- _Brief_
Write out the stretch of lines below, word for word, from the line containing "Indicate the yellow" through the line containing "point(269, 13)", and nothing else.

::: Material provided

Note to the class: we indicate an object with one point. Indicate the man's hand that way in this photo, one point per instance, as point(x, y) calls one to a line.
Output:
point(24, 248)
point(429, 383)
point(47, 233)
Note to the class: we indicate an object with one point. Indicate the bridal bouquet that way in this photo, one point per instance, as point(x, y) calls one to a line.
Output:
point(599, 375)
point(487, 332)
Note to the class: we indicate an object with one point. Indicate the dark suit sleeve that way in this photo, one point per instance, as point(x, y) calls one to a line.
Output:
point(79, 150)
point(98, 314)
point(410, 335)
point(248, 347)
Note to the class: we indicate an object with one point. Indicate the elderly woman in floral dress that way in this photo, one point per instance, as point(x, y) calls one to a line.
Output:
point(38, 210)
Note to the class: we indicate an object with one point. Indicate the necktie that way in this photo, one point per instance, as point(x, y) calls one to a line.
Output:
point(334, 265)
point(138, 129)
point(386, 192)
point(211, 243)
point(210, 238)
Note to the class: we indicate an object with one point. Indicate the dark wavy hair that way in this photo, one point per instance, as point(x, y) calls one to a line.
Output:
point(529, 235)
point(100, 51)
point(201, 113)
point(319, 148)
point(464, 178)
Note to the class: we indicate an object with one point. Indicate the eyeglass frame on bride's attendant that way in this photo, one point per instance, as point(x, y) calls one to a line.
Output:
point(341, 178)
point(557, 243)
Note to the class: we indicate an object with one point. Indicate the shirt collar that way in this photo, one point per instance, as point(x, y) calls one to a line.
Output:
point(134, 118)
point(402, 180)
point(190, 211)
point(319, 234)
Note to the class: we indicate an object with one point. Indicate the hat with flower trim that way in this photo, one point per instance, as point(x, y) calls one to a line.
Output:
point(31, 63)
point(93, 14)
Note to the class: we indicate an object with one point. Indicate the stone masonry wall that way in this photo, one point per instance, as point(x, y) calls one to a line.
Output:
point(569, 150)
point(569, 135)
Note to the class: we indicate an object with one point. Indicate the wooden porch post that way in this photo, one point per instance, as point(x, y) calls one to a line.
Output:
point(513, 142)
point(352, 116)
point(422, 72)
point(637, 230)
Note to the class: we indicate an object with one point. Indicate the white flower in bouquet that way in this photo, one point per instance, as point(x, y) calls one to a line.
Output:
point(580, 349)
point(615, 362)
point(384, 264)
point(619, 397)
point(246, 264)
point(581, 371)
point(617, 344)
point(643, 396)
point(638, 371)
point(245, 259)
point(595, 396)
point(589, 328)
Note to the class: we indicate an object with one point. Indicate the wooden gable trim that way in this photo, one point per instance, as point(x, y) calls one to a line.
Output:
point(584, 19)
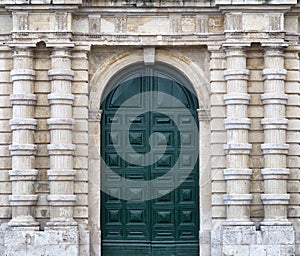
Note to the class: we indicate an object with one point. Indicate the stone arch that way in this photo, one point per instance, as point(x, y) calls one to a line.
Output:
point(193, 73)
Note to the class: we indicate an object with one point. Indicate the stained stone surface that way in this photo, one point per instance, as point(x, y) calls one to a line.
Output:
point(241, 57)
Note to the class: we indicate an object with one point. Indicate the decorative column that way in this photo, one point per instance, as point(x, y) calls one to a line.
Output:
point(61, 150)
point(274, 149)
point(237, 149)
point(23, 125)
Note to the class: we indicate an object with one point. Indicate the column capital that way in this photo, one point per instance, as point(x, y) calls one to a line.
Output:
point(22, 45)
point(57, 46)
point(276, 45)
point(95, 116)
point(203, 113)
point(236, 46)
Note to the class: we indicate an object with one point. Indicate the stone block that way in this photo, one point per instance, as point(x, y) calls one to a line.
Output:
point(81, 187)
point(218, 112)
point(258, 250)
point(42, 87)
point(236, 250)
point(82, 200)
point(80, 212)
point(293, 186)
point(294, 150)
point(80, 112)
point(5, 162)
point(292, 87)
point(218, 211)
point(42, 75)
point(80, 137)
point(255, 75)
point(81, 100)
point(80, 125)
point(292, 75)
point(218, 137)
point(42, 100)
point(217, 86)
point(218, 162)
point(293, 125)
point(255, 87)
point(217, 75)
point(217, 100)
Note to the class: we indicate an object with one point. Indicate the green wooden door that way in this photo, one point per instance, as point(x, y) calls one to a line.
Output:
point(168, 224)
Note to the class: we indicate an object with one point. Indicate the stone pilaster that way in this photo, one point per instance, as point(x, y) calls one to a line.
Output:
point(274, 149)
point(23, 175)
point(237, 125)
point(61, 149)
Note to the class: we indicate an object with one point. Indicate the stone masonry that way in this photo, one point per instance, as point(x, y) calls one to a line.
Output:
point(241, 57)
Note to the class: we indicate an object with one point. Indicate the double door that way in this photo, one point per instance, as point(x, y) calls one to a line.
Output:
point(150, 139)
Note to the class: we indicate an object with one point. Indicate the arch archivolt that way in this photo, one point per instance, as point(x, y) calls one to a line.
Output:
point(106, 71)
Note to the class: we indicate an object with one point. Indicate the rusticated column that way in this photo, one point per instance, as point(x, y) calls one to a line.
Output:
point(23, 125)
point(61, 150)
point(237, 149)
point(274, 149)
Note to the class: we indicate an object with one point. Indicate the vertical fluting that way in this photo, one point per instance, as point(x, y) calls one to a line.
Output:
point(23, 175)
point(237, 124)
point(61, 149)
point(275, 149)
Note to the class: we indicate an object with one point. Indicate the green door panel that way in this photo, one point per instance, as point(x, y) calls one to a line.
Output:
point(169, 224)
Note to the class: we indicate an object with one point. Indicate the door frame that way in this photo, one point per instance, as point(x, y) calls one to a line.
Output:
point(98, 85)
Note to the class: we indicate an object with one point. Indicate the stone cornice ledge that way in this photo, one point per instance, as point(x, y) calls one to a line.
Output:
point(255, 5)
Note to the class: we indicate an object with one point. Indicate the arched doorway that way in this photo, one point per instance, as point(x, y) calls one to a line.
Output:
point(141, 102)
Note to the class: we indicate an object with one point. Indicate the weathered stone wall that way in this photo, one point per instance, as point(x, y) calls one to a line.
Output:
point(225, 48)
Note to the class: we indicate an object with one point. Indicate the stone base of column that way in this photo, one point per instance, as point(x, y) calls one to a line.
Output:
point(61, 211)
point(247, 240)
point(22, 211)
point(275, 209)
point(49, 242)
point(238, 209)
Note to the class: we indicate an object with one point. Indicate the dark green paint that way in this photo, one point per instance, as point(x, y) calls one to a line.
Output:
point(168, 225)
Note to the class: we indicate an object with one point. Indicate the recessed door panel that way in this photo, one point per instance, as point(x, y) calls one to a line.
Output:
point(150, 138)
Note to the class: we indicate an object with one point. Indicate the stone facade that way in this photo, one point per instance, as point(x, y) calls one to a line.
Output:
point(242, 58)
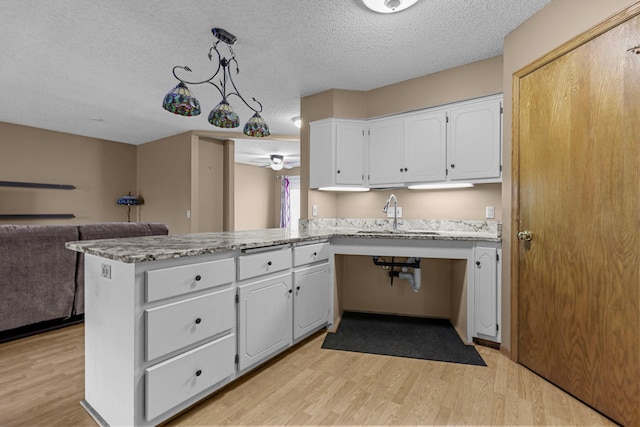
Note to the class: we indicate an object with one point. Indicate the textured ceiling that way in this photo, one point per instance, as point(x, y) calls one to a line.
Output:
point(101, 68)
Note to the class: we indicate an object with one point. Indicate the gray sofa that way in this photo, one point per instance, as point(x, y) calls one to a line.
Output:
point(40, 279)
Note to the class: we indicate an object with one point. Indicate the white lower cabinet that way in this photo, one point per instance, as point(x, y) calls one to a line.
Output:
point(487, 286)
point(311, 299)
point(175, 380)
point(264, 319)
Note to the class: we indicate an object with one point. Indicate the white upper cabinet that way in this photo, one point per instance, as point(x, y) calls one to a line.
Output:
point(426, 147)
point(337, 151)
point(453, 143)
point(386, 151)
point(474, 149)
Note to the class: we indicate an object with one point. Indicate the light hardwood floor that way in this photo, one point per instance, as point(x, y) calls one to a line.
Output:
point(42, 382)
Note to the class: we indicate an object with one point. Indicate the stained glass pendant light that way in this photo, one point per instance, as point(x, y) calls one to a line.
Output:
point(181, 101)
point(257, 127)
point(223, 116)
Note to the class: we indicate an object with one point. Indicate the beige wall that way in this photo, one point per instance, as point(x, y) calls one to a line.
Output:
point(208, 185)
point(164, 181)
point(554, 25)
point(254, 201)
point(101, 170)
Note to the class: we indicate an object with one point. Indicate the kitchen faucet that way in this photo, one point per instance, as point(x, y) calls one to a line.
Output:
point(395, 209)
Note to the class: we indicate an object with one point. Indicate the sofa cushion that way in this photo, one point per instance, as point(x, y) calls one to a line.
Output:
point(37, 273)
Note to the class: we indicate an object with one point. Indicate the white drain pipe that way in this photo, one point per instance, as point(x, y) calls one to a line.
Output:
point(413, 279)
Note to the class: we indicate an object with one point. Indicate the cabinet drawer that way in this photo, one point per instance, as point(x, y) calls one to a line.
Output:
point(169, 282)
point(173, 326)
point(310, 253)
point(173, 381)
point(263, 263)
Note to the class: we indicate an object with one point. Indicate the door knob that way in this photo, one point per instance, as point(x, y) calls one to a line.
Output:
point(525, 235)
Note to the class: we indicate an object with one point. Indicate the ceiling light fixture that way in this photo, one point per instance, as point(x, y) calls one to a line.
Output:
point(388, 6)
point(277, 162)
point(182, 102)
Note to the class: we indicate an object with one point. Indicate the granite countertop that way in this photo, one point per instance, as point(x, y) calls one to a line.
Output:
point(140, 249)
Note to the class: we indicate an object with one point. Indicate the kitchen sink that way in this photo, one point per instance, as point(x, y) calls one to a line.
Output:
point(418, 232)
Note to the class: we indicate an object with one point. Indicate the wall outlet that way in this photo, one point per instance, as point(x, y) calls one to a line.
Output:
point(105, 271)
point(490, 212)
point(391, 209)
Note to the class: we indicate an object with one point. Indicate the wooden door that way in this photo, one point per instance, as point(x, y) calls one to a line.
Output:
point(578, 191)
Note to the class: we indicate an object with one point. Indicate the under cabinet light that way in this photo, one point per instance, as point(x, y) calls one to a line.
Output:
point(343, 189)
point(441, 186)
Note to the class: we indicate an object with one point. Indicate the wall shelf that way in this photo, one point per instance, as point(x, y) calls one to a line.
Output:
point(36, 216)
point(36, 185)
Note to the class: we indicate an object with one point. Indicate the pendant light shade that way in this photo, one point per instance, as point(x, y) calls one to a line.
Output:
point(256, 127)
point(223, 116)
point(181, 101)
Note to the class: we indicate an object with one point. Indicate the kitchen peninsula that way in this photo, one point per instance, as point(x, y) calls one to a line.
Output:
point(171, 319)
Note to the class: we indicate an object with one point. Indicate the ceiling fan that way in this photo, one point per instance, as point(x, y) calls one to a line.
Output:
point(274, 161)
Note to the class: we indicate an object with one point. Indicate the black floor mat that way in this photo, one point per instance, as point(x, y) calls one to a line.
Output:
point(413, 337)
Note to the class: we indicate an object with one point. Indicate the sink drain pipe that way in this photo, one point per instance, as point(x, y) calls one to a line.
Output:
point(414, 278)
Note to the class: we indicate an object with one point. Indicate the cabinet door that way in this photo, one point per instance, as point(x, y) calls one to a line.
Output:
point(311, 301)
point(486, 297)
point(474, 142)
point(349, 154)
point(426, 142)
point(264, 322)
point(386, 152)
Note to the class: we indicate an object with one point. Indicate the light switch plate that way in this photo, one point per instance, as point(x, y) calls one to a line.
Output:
point(490, 212)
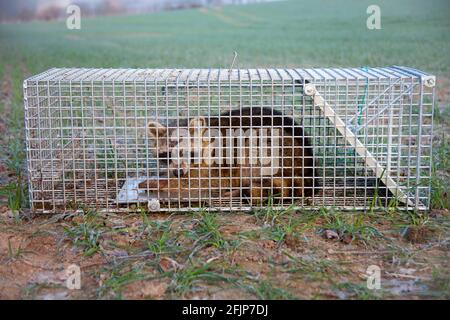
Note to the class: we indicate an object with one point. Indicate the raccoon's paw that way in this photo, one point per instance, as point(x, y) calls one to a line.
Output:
point(150, 185)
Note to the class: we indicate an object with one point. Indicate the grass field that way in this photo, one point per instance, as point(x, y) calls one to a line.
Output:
point(265, 255)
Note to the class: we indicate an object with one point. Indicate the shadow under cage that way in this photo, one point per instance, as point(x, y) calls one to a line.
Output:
point(229, 140)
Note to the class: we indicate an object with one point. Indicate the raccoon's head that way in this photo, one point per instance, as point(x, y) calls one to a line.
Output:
point(189, 152)
point(161, 141)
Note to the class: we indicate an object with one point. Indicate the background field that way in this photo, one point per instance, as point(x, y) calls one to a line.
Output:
point(115, 256)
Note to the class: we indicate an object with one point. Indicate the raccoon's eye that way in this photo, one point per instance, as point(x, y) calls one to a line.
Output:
point(163, 157)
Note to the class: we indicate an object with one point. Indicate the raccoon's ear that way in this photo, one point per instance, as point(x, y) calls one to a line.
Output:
point(156, 129)
point(197, 125)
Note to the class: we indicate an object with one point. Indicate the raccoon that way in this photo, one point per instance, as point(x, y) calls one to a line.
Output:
point(290, 172)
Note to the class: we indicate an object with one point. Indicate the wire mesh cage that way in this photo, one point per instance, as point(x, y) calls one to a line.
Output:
point(184, 139)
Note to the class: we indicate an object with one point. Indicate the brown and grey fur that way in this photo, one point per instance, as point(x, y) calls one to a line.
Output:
point(295, 178)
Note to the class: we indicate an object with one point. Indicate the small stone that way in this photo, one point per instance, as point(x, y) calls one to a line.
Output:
point(330, 234)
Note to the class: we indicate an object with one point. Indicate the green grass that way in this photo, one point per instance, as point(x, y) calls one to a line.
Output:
point(284, 34)
point(86, 234)
point(289, 33)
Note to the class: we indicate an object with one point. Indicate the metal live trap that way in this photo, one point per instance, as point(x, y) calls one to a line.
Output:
point(183, 139)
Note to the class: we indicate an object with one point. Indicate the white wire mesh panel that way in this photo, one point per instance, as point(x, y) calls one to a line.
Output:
point(174, 140)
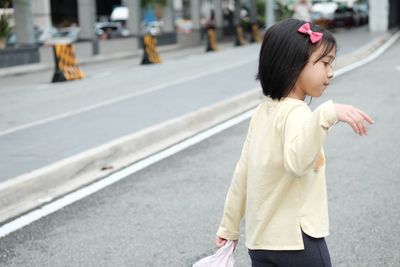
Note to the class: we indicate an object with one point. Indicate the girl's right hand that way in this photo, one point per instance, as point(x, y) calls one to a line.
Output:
point(354, 117)
point(220, 242)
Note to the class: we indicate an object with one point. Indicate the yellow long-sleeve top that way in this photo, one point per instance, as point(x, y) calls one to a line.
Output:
point(279, 181)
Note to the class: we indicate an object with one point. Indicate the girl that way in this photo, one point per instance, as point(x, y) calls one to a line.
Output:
point(279, 181)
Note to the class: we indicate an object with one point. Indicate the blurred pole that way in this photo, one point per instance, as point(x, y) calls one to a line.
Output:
point(87, 20)
point(195, 7)
point(134, 19)
point(236, 18)
point(24, 22)
point(378, 15)
point(169, 17)
point(253, 11)
point(41, 14)
point(219, 18)
point(269, 13)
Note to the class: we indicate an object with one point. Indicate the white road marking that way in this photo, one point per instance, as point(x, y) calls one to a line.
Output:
point(371, 57)
point(52, 207)
point(122, 98)
point(58, 204)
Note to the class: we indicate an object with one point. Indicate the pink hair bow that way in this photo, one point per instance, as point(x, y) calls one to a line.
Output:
point(314, 36)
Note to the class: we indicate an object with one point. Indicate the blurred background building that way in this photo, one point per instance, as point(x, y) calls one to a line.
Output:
point(32, 23)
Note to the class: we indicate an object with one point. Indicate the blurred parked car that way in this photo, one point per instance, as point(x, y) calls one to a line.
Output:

::::::

- _Solved exercise_
Note to the class: we indicate an object with one point. Indicate the yellow long-sleeve top that way in this photo, one point per instance, as point(x, y) calls one to a line.
Output:
point(279, 181)
Note to the class: we indicate an object with one point. Indicate the girl that way in this photo, one point per instance, as point(x, y) calls one to a line.
Output:
point(279, 181)
Note to the class: we indicate an object with one point. Indicate the blurred pole that way in this photo, one point per instance, as point(x, y) calls one to a line.
Output:
point(87, 20)
point(195, 7)
point(134, 19)
point(236, 18)
point(24, 22)
point(378, 15)
point(169, 17)
point(253, 11)
point(41, 14)
point(219, 18)
point(269, 13)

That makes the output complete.